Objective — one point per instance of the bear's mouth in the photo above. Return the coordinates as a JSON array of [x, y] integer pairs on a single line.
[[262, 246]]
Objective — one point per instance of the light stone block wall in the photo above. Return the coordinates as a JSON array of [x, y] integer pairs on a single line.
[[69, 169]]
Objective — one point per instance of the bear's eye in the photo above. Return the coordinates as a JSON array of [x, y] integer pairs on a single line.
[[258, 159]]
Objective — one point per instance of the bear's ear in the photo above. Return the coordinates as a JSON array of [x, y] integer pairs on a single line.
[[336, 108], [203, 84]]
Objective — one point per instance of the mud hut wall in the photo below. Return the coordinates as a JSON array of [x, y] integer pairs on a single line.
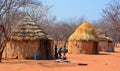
[[60, 43], [103, 46], [21, 49], [42, 49], [80, 47]]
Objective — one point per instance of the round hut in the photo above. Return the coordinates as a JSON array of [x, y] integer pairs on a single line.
[[27, 39], [106, 43], [83, 40]]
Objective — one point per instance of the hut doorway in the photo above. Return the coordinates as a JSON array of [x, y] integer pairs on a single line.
[[44, 49], [95, 47]]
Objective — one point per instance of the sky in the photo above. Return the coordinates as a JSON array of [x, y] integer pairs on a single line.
[[65, 9]]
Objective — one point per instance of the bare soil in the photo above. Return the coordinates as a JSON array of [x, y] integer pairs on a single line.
[[105, 61]]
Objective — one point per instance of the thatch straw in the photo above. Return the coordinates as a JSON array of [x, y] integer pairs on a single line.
[[84, 32], [28, 30], [105, 37]]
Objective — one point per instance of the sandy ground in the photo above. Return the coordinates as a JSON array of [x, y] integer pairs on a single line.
[[105, 61]]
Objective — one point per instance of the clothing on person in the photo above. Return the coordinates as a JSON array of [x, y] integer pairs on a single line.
[[59, 52], [64, 52], [56, 53]]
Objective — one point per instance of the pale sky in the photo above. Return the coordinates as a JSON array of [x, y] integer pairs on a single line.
[[65, 9]]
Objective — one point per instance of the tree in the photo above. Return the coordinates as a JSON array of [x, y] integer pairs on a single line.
[[111, 14], [2, 41]]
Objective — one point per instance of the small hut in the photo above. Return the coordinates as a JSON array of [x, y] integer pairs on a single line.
[[83, 40], [27, 39], [106, 43]]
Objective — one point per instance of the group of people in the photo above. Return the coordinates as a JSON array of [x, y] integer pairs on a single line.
[[58, 52]]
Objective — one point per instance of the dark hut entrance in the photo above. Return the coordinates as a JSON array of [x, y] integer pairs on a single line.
[[44, 49]]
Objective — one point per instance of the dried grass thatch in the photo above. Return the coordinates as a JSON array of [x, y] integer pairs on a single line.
[[104, 37], [28, 30], [84, 32]]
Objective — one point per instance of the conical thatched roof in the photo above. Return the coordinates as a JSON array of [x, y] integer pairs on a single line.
[[27, 30], [84, 32]]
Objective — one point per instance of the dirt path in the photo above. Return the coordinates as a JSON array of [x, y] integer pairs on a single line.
[[78, 62]]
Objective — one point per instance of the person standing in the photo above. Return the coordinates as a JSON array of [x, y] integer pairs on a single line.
[[60, 52], [64, 52], [56, 53]]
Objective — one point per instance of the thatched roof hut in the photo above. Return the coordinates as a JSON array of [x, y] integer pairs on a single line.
[[83, 40], [106, 43], [26, 39]]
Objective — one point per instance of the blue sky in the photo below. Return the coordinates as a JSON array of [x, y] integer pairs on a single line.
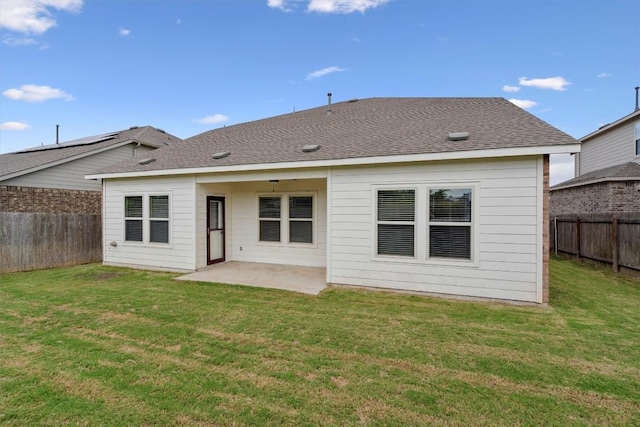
[[96, 66]]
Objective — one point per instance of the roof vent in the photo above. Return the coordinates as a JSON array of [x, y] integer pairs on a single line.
[[221, 155], [458, 136], [310, 148]]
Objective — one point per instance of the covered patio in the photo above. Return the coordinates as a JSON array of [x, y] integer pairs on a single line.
[[308, 280]]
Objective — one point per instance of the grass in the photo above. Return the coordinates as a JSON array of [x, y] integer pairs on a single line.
[[94, 345]]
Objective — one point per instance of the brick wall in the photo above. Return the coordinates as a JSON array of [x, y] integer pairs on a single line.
[[49, 200], [601, 198]]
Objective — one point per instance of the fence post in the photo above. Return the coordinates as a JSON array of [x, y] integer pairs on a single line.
[[578, 237], [614, 243]]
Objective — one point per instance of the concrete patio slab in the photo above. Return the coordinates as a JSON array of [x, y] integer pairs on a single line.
[[308, 280]]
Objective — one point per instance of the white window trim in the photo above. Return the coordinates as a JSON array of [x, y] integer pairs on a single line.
[[414, 223], [285, 220], [146, 220], [636, 140], [129, 218], [421, 239]]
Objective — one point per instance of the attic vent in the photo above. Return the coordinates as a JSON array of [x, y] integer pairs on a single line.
[[458, 136], [221, 155]]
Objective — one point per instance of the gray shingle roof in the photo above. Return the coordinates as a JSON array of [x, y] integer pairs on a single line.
[[363, 128], [12, 163], [625, 170]]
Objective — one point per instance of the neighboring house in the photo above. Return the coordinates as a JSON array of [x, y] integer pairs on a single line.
[[48, 209], [607, 172], [438, 195]]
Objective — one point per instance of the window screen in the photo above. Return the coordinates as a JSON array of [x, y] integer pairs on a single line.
[[270, 214], [450, 223], [133, 218], [396, 222], [301, 219]]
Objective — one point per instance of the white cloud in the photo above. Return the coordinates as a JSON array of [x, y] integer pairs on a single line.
[[343, 6], [276, 4], [34, 16], [324, 72], [14, 126], [525, 104], [561, 168], [216, 118], [555, 83], [34, 93]]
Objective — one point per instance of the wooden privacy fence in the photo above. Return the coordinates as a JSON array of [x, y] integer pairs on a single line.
[[610, 239], [31, 241]]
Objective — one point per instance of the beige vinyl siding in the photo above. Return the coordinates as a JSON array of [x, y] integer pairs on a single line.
[[507, 230], [202, 192], [245, 227], [611, 148], [180, 253], [70, 175]]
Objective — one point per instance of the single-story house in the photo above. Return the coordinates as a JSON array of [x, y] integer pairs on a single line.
[[436, 195], [50, 215]]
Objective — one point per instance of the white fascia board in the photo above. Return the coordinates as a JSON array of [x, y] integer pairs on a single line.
[[65, 160], [317, 173], [357, 161], [594, 181]]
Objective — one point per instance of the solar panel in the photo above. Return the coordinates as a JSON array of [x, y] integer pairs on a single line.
[[75, 142]]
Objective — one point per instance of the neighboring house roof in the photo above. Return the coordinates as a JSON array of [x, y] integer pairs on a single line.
[[37, 158], [625, 172], [610, 126], [371, 128]]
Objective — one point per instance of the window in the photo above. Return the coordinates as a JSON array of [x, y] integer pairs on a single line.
[[396, 222], [159, 219], [146, 218], [270, 213], [450, 223], [301, 219], [133, 218], [286, 218], [638, 139]]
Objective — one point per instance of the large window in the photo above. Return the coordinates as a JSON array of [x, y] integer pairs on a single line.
[[450, 223], [159, 219], [425, 222], [270, 213], [396, 222], [133, 218], [286, 218], [301, 219], [146, 218]]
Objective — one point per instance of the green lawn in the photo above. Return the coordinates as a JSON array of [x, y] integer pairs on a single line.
[[93, 345]]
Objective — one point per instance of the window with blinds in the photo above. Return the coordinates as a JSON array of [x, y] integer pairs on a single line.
[[301, 219], [396, 222], [269, 218], [450, 220], [133, 218], [159, 219]]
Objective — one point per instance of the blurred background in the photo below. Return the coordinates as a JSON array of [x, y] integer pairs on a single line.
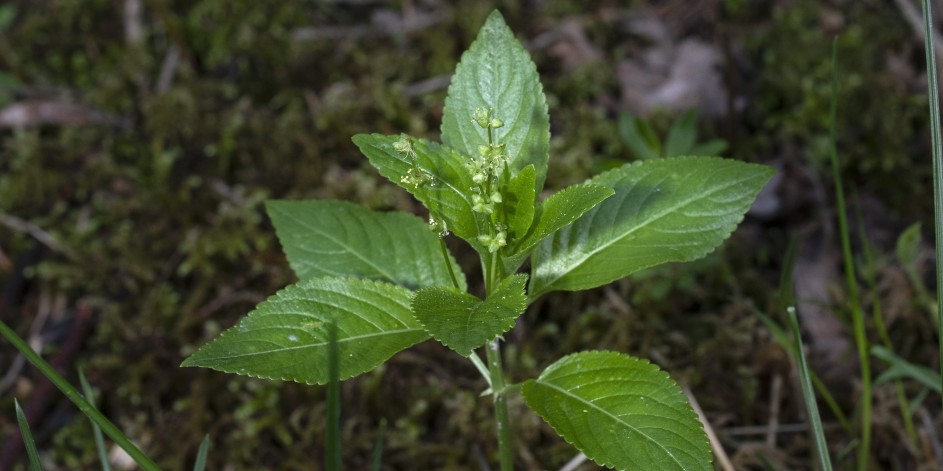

## What needs to be done
Identify every line in the records above that contains the word "light", and copy each such line in full.

## Answer for the task
Objective — one point per instance of the light stone block wall in the photo above. Return the coordinates as a JSON array of [x, y] integer pairs on a single line.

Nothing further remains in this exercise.